> **Stated exercise**
Rewrite the listing below as a numbered list with no blank lines, and leave out the pictures.

> **Records for this exercise**
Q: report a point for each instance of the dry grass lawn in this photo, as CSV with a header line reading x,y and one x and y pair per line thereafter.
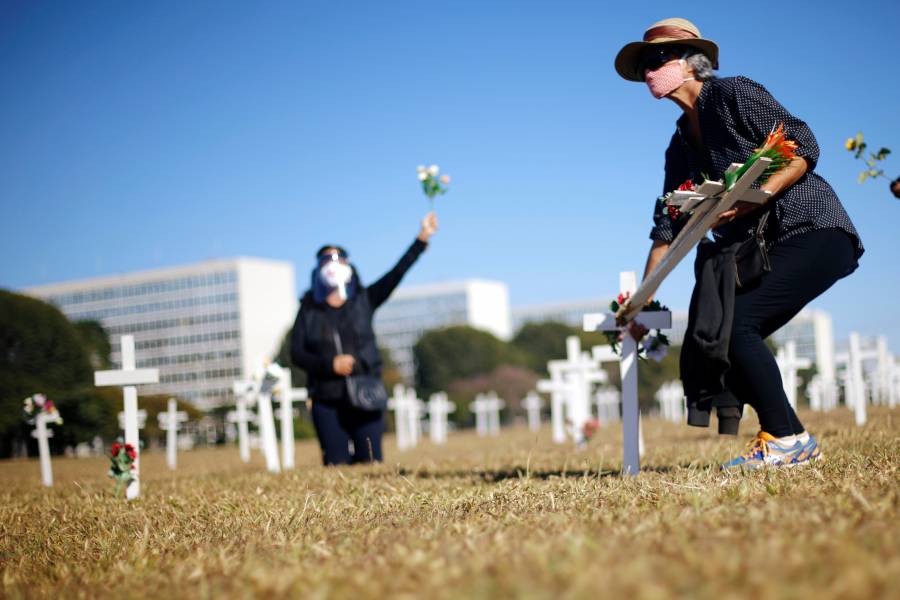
x,y
513,516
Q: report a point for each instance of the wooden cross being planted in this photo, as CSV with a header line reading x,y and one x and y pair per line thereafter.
x,y
265,380
704,204
628,367
128,377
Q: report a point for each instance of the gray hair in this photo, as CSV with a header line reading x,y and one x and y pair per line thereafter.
x,y
703,69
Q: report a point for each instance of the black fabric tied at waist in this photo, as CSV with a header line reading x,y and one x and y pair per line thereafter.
x,y
704,353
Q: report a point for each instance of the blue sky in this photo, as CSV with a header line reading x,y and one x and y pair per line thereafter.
x,y
142,135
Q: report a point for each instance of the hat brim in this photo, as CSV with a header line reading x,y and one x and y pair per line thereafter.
x,y
629,57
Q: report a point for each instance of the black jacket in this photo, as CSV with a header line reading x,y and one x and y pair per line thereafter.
x,y
312,339
704,353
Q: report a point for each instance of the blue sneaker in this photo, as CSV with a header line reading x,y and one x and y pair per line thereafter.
x,y
767,450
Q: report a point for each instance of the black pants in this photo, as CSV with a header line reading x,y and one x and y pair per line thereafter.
x,y
803,267
337,424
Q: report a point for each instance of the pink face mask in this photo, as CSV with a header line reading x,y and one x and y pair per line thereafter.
x,y
666,79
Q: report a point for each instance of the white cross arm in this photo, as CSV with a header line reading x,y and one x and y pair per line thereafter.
x,y
653,319
695,230
126,377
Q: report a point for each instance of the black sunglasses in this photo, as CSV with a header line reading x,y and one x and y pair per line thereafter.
x,y
654,58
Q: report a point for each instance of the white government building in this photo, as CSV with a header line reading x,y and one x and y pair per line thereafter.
x,y
413,310
203,325
813,333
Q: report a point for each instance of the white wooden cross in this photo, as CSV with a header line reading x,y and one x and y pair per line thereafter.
x,y
128,377
671,401
43,434
170,421
404,415
414,411
494,406
142,419
628,366
707,202
438,409
789,363
287,395
243,395
265,380
533,404
570,387
608,402
480,408
558,389
854,382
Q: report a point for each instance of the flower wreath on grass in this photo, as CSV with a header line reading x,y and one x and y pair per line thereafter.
x,y
775,147
121,469
655,346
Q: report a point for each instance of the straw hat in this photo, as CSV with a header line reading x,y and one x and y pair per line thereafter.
x,y
680,32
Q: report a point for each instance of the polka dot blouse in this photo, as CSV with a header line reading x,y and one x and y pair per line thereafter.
x,y
736,114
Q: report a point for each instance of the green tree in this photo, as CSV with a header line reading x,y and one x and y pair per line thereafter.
x,y
540,343
40,351
96,342
459,352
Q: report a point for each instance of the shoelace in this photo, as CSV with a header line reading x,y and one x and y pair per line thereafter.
x,y
758,444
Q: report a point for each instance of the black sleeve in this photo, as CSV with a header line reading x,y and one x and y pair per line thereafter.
x,y
760,112
381,290
313,364
677,172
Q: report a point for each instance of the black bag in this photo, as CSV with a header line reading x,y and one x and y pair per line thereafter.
x,y
366,392
751,259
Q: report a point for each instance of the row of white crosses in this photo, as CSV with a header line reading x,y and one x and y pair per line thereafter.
x,y
486,408
882,386
707,202
788,364
570,385
170,422
407,416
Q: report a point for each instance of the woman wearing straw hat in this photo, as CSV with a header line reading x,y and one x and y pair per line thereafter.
x,y
811,241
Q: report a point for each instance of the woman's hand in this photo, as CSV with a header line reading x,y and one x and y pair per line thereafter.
x,y
343,364
429,227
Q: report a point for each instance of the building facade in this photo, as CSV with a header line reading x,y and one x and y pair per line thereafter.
x,y
202,325
813,333
413,310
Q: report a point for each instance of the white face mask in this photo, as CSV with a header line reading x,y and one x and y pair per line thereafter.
x,y
336,274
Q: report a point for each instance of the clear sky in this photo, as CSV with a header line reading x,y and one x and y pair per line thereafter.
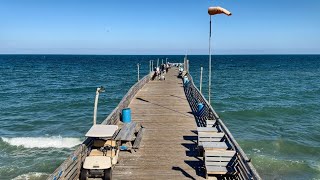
x,y
158,27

> **Final result**
1. Q: report a point for each instance of the dry grass lawn in this photo, as CSV with a header line reading x,y and one x and y pair per line thereafter.
2. x,y
3. 513,516
4. Q: report a point for each instance of the wooden cross being planted in this photo, as CSV with a header line reading x,y and one x and y pair per line thereafter.
5. x,y
6. 265,380
7. 704,204
8. 628,367
9. 128,377
10. Q: report a point for each instance of the gray hair in this photo, as CSV with a header line reading x,y and one x and y pair per line thereafter.
11. x,y
12. 703,69
13. Q: report a point for each instance of the black fabric tied at waist in this photo, as CSV with a header line reading x,y and one x and y pair per line thereafter.
14. x,y
15. 704,353
16. Q: report a point for each instance of the blue sky in this photo, as CSV with a header line reading x,y and one x and y pair per line thereafter.
17. x,y
18. 142,135
19. Q: report a point for each instance of the hat brim in this photo, as CSV with a header line reading x,y and one x and y pair per line thereafter.
20. x,y
21. 629,57
22. Q: report a point for each instance of the black jacket in this photo, as CSV with a header line reading x,y and one x and y pair per line thereafter.
23. x,y
24. 312,339
25. 704,353
26. Q: report a point for each instance of the blue sneaker in this photo, as CSV with a header line reading x,y and one x and y pair per line thereafter.
27. x,y
28. 767,450
29. Q: report a point for each instance of the black pants in this photo, as CSV with a header line reading x,y and one x and y pair per line thereafter.
30. x,y
31. 803,267
32. 337,424
33. Q: report a point for each instance of the pink face mask in this photo, as CSV with a header line reading x,y and one x and y pair per line thereafter.
34. x,y
35. 666,79
36. Q: report a point for each instance of the white cross arm in this photo, as CSV with a header line reading x,y and one x and y pair per line thereafter.
37. x,y
38. 653,319
39. 695,230
40. 126,377
41. Q: report a point for each instance of the black sunglasses in this photo, as CSV with a header line reading x,y and one x and y pair per line thereafter.
42. x,y
43. 654,58
44. Q: report a point for each instance of the white government building in this photo, as CSV with a header line reading x,y and one x and y pair per line thereafter.
45. x,y
46. 413,310
47. 203,325
48. 813,333
49. Q: report a point for each instance of the white wooden cross in this photo, as CSV with a header line reading x,y and one x and y pair per line thereafter.
50. x,y
51. 128,377
52. 671,401
53. 43,434
54. 170,421
55. 404,415
56. 414,411
57. 494,406
58. 142,419
59. 628,366
60. 707,202
61. 438,409
62. 789,363
63. 287,395
64. 243,395
65. 265,380
66. 533,404
67. 570,387
68. 608,402
69. 480,408
70. 558,389
71. 854,382
72. Q: report a point for each instance of the flower wreath on grass in this photo, as CSV with a header line reading x,y and one x and y pair per line thereafter.
73. x,y
74. 775,147
75. 121,469
76. 655,346
77. Q: report a point for each instance of the straw hat in this photo, as CSV with a header line reading x,y and one x and y pair per line thereafter.
78. x,y
79. 680,32
80. Q: report a point for each instance of the polka dot blouse in this photo, as CSV with a header line reading x,y and one x and y pair per line thereafter.
81. x,y
82. 736,114
83. Q: report a point for each instance of the green tree in this photo, as CSV with a header line reading x,y and one x and y pair per line thereafter.
84. x,y
85. 540,343
86. 40,351
87. 96,342
88. 459,352
89. Q: report a point for each instance of the shoelace in this photo, as CSV with a header line reading x,y and one x and y pair per line thereafter.
90. x,y
91. 758,444
92. Q: report a point for each instance of the black sleeve in this photo, as CSV with a header line reading x,y and one x and y pair per line thereafter.
93. x,y
94. 760,112
95. 381,290
96. 313,364
97. 677,172
98. Q: report a point for each instance of the black bag in this photo, as CSV with a header line reading x,y and one x and y pair per line thereafter.
99. x,y
100. 366,392
101. 751,259
102. Q: report a point for each instance of the row of white crosses in this photo, as CSV with a header line reading x,y and one x and y pair per line thereafter.
103. x,y
104. 486,408
105. 882,386
106. 707,202
107. 788,364
108. 570,385
109. 170,422
110. 407,416
111. Q: report a point for each instance of the woman wearing straw hat in this photo, as CSV with a header line reading x,y and one x and y pair per line thereafter.
112. x,y
113. 811,241
114. Q: report a point for each instance of the woman's hand in this photo, as CSV with a header line reading x,y and one x and y pair per line thereafter.
115. x,y
116. 343,364
117. 429,227
118. Q: report a point for each instance of the building facade in this photo, as CSV with a header line reading x,y and one x and y pair per line thereafter.
119. x,y
120. 202,325
121. 813,333
122. 413,310
123. Q: report a point for each instance of the white face mask in this photo, as CSV with a header line reading x,y and one x and y pair per line thereafter.
124. x,y
125. 336,274
126. Q: report a point for each instance of the clear sky in this photo, as CSV with a header line reading x,y and one x and y pair per line thereafter.
127. x,y
128. 158,27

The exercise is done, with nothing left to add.